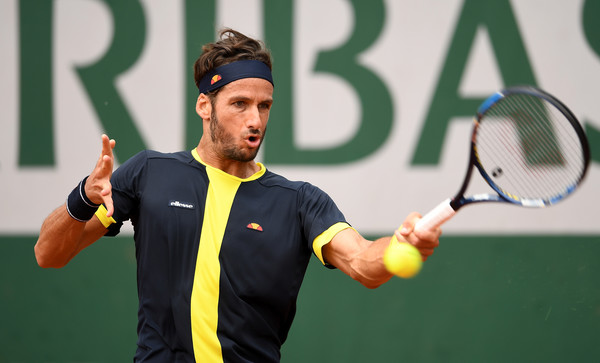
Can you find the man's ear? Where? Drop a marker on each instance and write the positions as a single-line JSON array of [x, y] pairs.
[[203, 106]]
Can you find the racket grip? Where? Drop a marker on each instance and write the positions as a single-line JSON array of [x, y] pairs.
[[436, 217]]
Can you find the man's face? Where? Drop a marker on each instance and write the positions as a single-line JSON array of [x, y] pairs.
[[239, 118]]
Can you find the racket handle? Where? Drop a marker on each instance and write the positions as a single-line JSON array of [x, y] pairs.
[[436, 217]]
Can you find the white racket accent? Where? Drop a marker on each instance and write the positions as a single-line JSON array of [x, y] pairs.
[[436, 217]]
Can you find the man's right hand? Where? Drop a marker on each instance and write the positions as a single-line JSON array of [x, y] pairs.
[[97, 187]]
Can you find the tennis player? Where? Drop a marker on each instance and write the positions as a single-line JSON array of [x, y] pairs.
[[222, 243]]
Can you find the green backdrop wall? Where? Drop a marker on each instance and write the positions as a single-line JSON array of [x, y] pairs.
[[478, 299]]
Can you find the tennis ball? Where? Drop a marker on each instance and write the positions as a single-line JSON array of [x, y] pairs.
[[402, 259]]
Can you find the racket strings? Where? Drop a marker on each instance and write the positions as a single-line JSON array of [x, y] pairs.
[[529, 148]]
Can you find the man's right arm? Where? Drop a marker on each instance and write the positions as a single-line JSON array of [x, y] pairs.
[[66, 232], [62, 238]]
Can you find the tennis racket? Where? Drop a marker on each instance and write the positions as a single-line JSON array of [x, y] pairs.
[[530, 149]]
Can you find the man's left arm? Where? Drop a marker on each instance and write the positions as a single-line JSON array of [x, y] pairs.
[[362, 259]]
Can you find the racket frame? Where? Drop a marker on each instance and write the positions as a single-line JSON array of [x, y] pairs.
[[459, 200]]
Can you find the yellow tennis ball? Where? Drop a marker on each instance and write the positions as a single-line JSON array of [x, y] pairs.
[[402, 259]]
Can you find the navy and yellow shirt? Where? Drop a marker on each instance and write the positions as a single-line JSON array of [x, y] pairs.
[[220, 259]]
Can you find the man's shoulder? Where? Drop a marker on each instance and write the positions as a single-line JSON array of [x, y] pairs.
[[272, 179]]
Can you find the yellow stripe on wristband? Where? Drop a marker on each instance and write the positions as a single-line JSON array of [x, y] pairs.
[[101, 214]]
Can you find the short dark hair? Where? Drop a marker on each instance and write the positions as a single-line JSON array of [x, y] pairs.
[[232, 46]]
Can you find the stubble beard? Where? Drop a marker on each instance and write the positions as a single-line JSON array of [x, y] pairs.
[[225, 142]]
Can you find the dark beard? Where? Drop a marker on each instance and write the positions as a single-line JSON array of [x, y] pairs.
[[219, 136]]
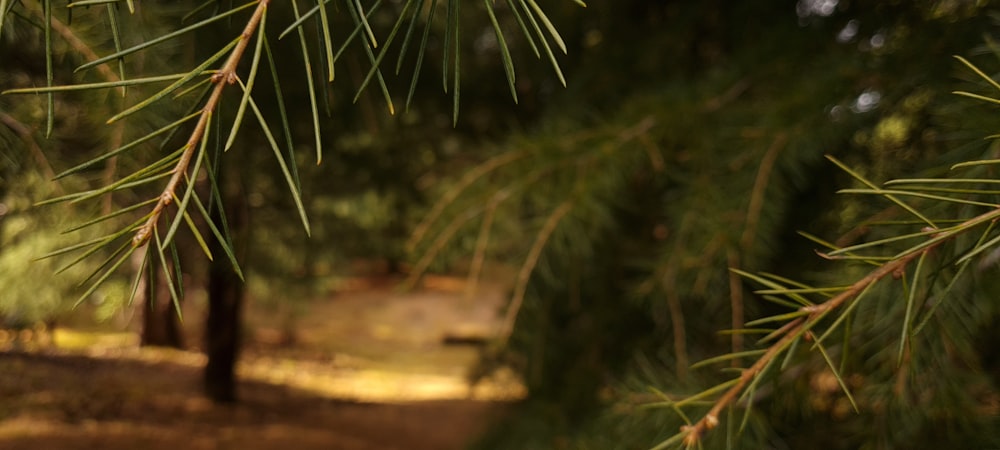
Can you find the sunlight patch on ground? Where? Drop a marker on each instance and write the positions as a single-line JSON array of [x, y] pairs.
[[374, 385], [343, 378]]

■ EXERCISE DESCRIPTION
Rewrite every line of the listing above, replacing "Drop a marker" with "Place a point" and keeping everything else unchanged. Omit the pictures from your answer.

■ RESULT OF THE TASK
Can you find the man's ear? Where? Place a point on each instance and write the positions as a single-line JSON array of [x, y] pairs.
[[203, 106]]
Can you find the racket grip? Where? Place a point on each instance and write the positions as a single-line JSON array of [x, y] pairs.
[[436, 217]]
Can you find the man's face? Where? Place a point on each instance and write the positions as a single-line JSON array of [x, y] pairs.
[[239, 118]]
Can you find the racket handle? Where? Place a point on each instance and write the positions as a single-line JSON array of [x, y] pairs.
[[436, 217]]
Can you find the white racket accent? Where? Place a point on each instance and write the positions as a single-line JSON array of [x, y] pairs.
[[436, 217]]
Can you find the man's right hand? Where? Place a point on each instance and write the positions as a single-line JSON array of [x, y] pairs.
[[97, 187]]
Can you find the tennis player? Where? Place a point on each instance and write the positions as a single-line JSON array of [x, y] pairs.
[[222, 243]]
Can you find the green backdrop wall? Where? Place a point on each instance and write the positions as a single-line JSON array of [x, y] pairs.
[[478, 299]]
Can you find the tennis ball? Where? Place a point on each instance and write the positions as a single-line JSON array of [x, y] pairs.
[[402, 259]]
Can you find the racket strings? Where? Place a point on each instance and write the positions as a single-line JSON array of [x, y] pairs.
[[529, 148]]
Can you find the man's right arm? Where? Place a point on each instance and write the positions as a single-line JSON array of [x, y] pairs.
[[66, 232], [62, 238]]
Can you find the tennis racket? Where? Place a point on each instance and write the positions as a single-line JSON array of [x, y] pairs.
[[530, 149]]
Can you find the man's left arm? Where? Place a point on each instance and write the positions as a single-line JSON array of [x, y] pairs.
[[362, 259]]
Can you find the racket frame? Where? Place a point on each instance and write the positions as a single-line JSON array of [x, y] pairs.
[[459, 200]]
Can you find the yellow tennis ball? Where? Place a point on each instance and write the positions as a single-line JSON array of [x, y] pairs.
[[402, 259]]
Can you find the navy and yellow shirt? Where? Place a point on each instance and write the positions as a single-line JSON array of [x, y] pairs.
[[220, 259]]
Can you find the man's shoulder? Where? Place a point on each instance and write the positions as a single-line JSON array of [x, y] pairs.
[[272, 179]]
Can you find the yellow stripe on wristband? Where? Place a point on each instance and write the positions as a single-line JSON array of [x, y] pairs.
[[101, 214]]
Can you find the short dark hair? Where? Place a point on each instance and write the positions as a single-line JSON array of [x, y] pairs.
[[232, 46]]
Can you find the stubble beard? Where? Place a point on each instance and write the positions as a single-line JSON array of [x, y] pairs.
[[225, 142]]
Can you find the dark beard? Where? Place a point on each instance and write the positions as a single-line JSON array of [x, y] pairs.
[[219, 136]]
Can you find the sunlight patch on ground? Where? Place a point on each instance and write the positions as a single-line JSON array of [x, y] pairs.
[[374, 385], [343, 378]]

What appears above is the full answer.